> [EXERCISE DATA]:
▬▬▬▬▬▬

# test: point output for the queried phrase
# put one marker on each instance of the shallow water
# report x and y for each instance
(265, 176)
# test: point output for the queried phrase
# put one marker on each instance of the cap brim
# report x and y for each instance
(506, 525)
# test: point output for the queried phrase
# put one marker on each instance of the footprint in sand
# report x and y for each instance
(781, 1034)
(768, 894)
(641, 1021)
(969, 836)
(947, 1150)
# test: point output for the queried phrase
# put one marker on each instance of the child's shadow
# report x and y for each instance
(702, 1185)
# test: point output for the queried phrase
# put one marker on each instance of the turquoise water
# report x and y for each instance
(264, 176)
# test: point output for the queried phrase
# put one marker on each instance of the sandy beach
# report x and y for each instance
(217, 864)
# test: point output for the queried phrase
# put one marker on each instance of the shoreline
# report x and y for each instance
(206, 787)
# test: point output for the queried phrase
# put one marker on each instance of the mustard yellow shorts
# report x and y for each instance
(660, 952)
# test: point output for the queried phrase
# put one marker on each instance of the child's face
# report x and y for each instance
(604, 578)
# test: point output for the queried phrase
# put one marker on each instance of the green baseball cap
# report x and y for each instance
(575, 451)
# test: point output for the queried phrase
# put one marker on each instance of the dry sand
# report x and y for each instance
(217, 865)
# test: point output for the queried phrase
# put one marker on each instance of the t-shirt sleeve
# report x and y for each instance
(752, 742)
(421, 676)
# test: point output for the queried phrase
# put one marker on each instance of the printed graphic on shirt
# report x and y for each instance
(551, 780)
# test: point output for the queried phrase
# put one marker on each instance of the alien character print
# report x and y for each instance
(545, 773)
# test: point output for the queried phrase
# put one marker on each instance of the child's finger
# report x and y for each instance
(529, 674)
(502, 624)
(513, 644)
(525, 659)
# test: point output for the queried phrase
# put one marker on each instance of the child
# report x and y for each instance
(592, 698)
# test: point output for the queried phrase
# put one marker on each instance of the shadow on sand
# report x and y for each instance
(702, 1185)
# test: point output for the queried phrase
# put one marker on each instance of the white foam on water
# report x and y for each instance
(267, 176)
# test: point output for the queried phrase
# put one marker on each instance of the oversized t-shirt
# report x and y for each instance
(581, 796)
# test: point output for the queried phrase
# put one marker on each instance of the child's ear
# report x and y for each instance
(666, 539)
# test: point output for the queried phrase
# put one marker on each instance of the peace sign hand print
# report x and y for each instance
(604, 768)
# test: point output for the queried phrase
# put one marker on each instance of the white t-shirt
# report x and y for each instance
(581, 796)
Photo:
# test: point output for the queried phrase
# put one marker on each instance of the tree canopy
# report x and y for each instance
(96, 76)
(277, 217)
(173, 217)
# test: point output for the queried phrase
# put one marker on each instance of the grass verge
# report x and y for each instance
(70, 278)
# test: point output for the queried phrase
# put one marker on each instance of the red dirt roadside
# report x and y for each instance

▬▬▬▬▬▬

What number of lines in the records contain the word "shadow"? Answer with that number alone.

2